● **What the task requires**
Return each entry unchanged.

● **Supplied records**
_ _ _ _
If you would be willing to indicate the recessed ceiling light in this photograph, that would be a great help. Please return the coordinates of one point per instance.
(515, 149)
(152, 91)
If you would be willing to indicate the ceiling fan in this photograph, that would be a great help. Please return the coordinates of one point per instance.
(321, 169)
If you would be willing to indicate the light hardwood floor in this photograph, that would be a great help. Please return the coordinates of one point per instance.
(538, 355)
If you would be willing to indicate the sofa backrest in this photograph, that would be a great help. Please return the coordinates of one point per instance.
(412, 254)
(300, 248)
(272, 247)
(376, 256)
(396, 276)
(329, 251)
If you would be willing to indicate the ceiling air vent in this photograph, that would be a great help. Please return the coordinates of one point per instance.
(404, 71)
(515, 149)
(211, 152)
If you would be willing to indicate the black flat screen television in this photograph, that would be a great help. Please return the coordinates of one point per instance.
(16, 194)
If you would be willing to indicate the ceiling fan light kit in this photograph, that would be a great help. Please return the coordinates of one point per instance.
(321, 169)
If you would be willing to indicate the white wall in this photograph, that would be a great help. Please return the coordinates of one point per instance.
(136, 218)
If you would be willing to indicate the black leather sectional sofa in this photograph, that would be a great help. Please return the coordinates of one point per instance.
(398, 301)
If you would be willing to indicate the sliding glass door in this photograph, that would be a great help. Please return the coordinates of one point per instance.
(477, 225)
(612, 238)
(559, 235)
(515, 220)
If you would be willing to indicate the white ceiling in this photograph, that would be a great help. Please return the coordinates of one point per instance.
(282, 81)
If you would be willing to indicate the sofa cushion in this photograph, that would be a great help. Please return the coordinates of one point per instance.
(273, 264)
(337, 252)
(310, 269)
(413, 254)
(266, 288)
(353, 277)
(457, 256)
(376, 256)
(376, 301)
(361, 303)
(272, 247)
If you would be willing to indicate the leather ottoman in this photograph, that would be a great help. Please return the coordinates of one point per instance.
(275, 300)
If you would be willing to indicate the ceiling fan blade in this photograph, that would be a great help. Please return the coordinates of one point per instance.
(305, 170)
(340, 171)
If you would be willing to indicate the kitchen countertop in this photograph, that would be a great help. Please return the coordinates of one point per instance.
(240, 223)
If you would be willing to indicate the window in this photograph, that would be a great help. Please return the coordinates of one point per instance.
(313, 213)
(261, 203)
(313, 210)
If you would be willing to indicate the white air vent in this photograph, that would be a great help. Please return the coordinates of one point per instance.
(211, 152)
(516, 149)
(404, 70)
_ _ _ _
● **Response area**
If you would be willing to indicate the recessed ceiling light in this photograph, that would be a great help. Please return the coordinates of one point per instance.
(515, 149)
(152, 91)
If you would be willing to indicate the ceiling fan in this photograph, that would be a great help. Please return the coordinates of one point per instance.
(321, 169)
If you would be willing to indicate the light hardwood floor in this photograph, that would be a great help. Please return the coordinates of one point per instance.
(538, 355)
If you would be willing to indicate the sofa backrest in this photograph, that would be a great help. Please return the coordinates of one point per instance.
(412, 254)
(300, 248)
(272, 247)
(376, 256)
(396, 276)
(329, 251)
If you would be willing to indicate the ceiling air vent in this photograph, that would be a great help. Please return the coordinates of one point per instance.
(404, 71)
(515, 149)
(211, 152)
If you would be willing to indicate the black flat screen television in this photograph, that would be a great help. Please return the coordinates of one point per instance.
(16, 194)
If you would be willing to indicate the ceiling fan light kit in this photograph, that would be a great help. Please return the coordinates of one point per instance.
(321, 169)
If you would be willing to indicate the white wall in this photograph, that would be a great help. Please return the coordinates of one point per instance.
(136, 218)
If you would be willing to indicate the black leather sectional sofa in this photograph, that would be a great help. Please return the coordinates of one point per instance.
(398, 301)
If you would be willing to indicate the sliding glass door in this photograph, that would be a great help. Please return the coordinates of one point per instance.
(477, 225)
(612, 238)
(559, 235)
(515, 220)
If you would be willing to indicate the white ceiling in this photograph, that would be a great help. Please return the coordinates of one point per instance.
(282, 81)
If you would be willing to indicate the sofa cushion in this photograph, that would be a great help. Please return the coordinates of one point per instance.
(273, 264)
(337, 252)
(310, 269)
(413, 254)
(266, 288)
(353, 277)
(457, 256)
(376, 256)
(376, 301)
(361, 303)
(272, 247)
If you would be willing to indicate the leather ottoman in this photograph, that would be a great help. Please return the coordinates of one point per instance.
(275, 300)
If you would be willing to indicate the ceiling fan blade in this photograph, that would be a great help. Please return the coordinates of one point per instance.
(305, 170)
(340, 171)
If you would be willing to indicate the kitchen countertop in this photograph, that would be a great help. Please return the coordinates of one point per instance.
(240, 223)
If you would be willing to indicate the window in this photograph, that would be a great help. Please return the coordinates of one point per instance.
(313, 213)
(261, 203)
(313, 210)
If you would be willing to indicate the white air vent in this photograph, that would be a great help. Please return the coordinates of one point per instance.
(211, 152)
(516, 149)
(404, 70)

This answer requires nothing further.